■ CONSIGNE
Dans l'extrait sur San-Zenone, relevez tous les animaux qui figurent sur les chapiteaux de la nef centrale.

■ EXTRAIT
L’architecture, plus simple, est plus précoce. Elle se contente de quelques lignes courbes ou droites, de quelques plans symétriques et bien tranchés ; elle n’exige pas, comme la sculpture, l’intelligence des rondeurs fuyantes et de l’ovale le plus compliqué et le plus bosselé. Des âmes incultes, réduites à quelques sentimens forts, peuvent être remuées et se manifester par elle ; peut-être est-elle leur expression propre. En effet c’est dans les âges demi-barbares, au temps de Philippe-Auguste et d’Hérodote, qu’elle a trouvé ses formes originales, et la civilisation complète, au lieu de la soutenir et de la développer comme les autres arts, l’a plutôt appauvrie ou gâtée. Au dedans comme au dehors, San-Zenone est d’un grand caractère, austère et simple ; on y sent une basilique romaine qui se fait chrétienne. La nef centrale s’appuie sur des colonnes rondes dont les chapiteaux barbares, enveloppés de feuillages, de lions, de chiens et de serpens, soutiennent une ligne d’arcades circulaires ; et sur ces arcades s’élève un grand mur nu qui porte la voûte. Jusqu’ici, la structure est latine ; mais la nef, par sa hauteur extrême, laisse dans l’âme une émotion religieuse. Son plafond bizarre est une triple gouttière treillissée de bois sombre, marquetée de petits carrés, étoilée de blanc et d’or, qui allonge ses creux superposés avec une fantaisie inattendue et sauvage. Au-dessous d’elle, le pavé, plus bas, rejoint le portail et le chœur par de hauts escaliers munis de balustres, et les différences de niveau brisent et compliquent l’aspect de toutes les lignes. La capricieuse imagination du moyen âge commence à s’introduire dans l’ordonnance régulière de l’architecture ancienne pour y troubler les plans, multiplier les formes et transformer les effets.

■ DONNÉES FOURNIES
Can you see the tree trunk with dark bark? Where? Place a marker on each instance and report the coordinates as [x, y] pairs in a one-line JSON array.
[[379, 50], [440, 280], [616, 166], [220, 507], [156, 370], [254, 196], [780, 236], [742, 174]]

■ TÂCHE ACCOMPLIE
lions, chiens, serpens